Content starts

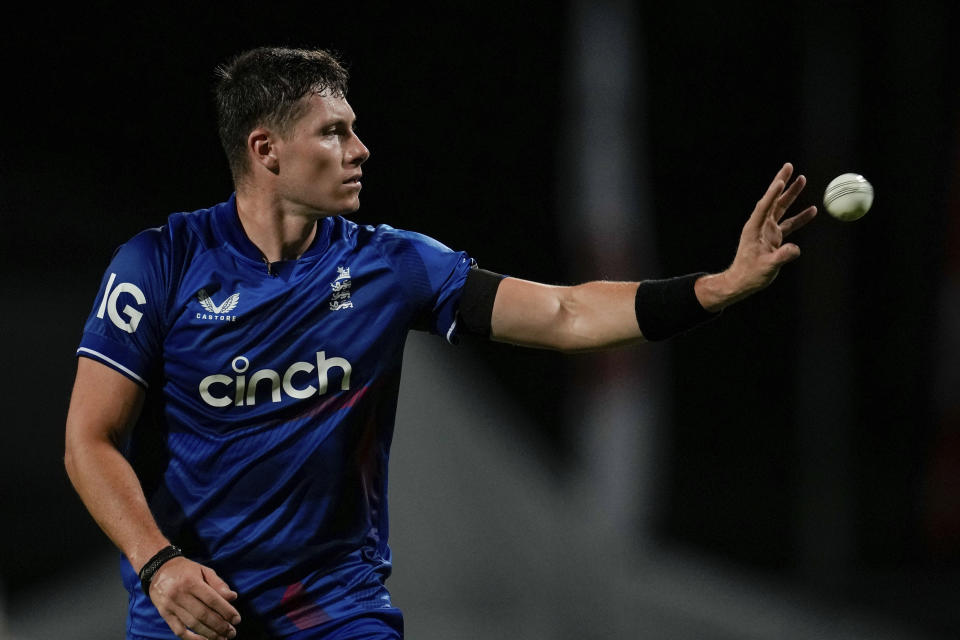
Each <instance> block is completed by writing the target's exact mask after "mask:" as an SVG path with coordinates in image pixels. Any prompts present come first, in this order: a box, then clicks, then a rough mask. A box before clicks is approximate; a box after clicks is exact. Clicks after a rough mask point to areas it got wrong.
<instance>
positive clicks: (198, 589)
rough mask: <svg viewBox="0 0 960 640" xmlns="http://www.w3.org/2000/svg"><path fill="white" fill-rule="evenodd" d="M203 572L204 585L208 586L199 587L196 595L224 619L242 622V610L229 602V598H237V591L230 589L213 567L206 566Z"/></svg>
mask: <svg viewBox="0 0 960 640" xmlns="http://www.w3.org/2000/svg"><path fill="white" fill-rule="evenodd" d="M201 573H202V574H203V579H204V580H205V581H206V584H205V585H203V586H204V587H206V588H200V589H198V590H197V592H196V593H195V594H194V596H195V597H196V598H198V599H199V600H200V601H201V602H203V603H204V605H206V606H207V607H209V608H210V609H212V610H214V611H216V612H217V613H218V614H219V615H220V617H221V618H223V619H224V620H228V621H230V622H232V623H233V624H240V612H239V611H237V610H236V609H235V608H234V607H233V606H231V604H230V603H229V602H227V600H236V598H237V593H236V591H233V590H232V589H230V587H228V586H227V583H226V582H224V581H223V580H222V579H221V578H220V576H218V575H217V574H216V572H215V571H214V570H213V569H210V568H208V567H204V568H203V570H202V572H201Z"/></svg>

Content ends

The aim is an exact repeat of the entire listing, stripped of pictures.

Each <instance> block is completed by writing the target's exact mask after "mask:" as an SVG path with coordinates in image pixels. Any prompts present come first, in this order: a box, then clicks, then a rough mask. A box before clicks is approximate; a box after clicks is exact. Clicks after a rough mask point to areas it got wrong.
<instance>
positive clicks: (198, 589)
rough mask: <svg viewBox="0 0 960 640" xmlns="http://www.w3.org/2000/svg"><path fill="white" fill-rule="evenodd" d="M203 572L204 585L208 586L199 587L196 595L224 619L242 622V610L229 602V598H237V591L230 589L213 567L206 566Z"/></svg>
mask: <svg viewBox="0 0 960 640" xmlns="http://www.w3.org/2000/svg"><path fill="white" fill-rule="evenodd" d="M201 573H202V574H203V579H204V580H205V581H206V584H205V585H203V586H204V587H206V588H200V589H198V590H197V592H196V593H195V594H194V596H195V597H196V598H198V599H199V600H200V601H201V602H203V603H204V605H206V606H207V607H209V608H210V609H212V610H214V611H216V612H217V613H218V614H219V615H220V617H221V618H223V619H224V620H228V621H230V622H232V623H233V624H240V612H239V611H237V610H236V609H235V608H234V607H233V606H231V604H230V603H229V602H227V600H236V598H237V593H236V591H233V590H232V589H230V587H228V586H227V583H226V582H224V581H223V580H222V579H221V578H220V576H218V575H217V574H216V572H215V571H214V570H213V569H210V568H208V567H204V568H203V570H202V572H201Z"/></svg>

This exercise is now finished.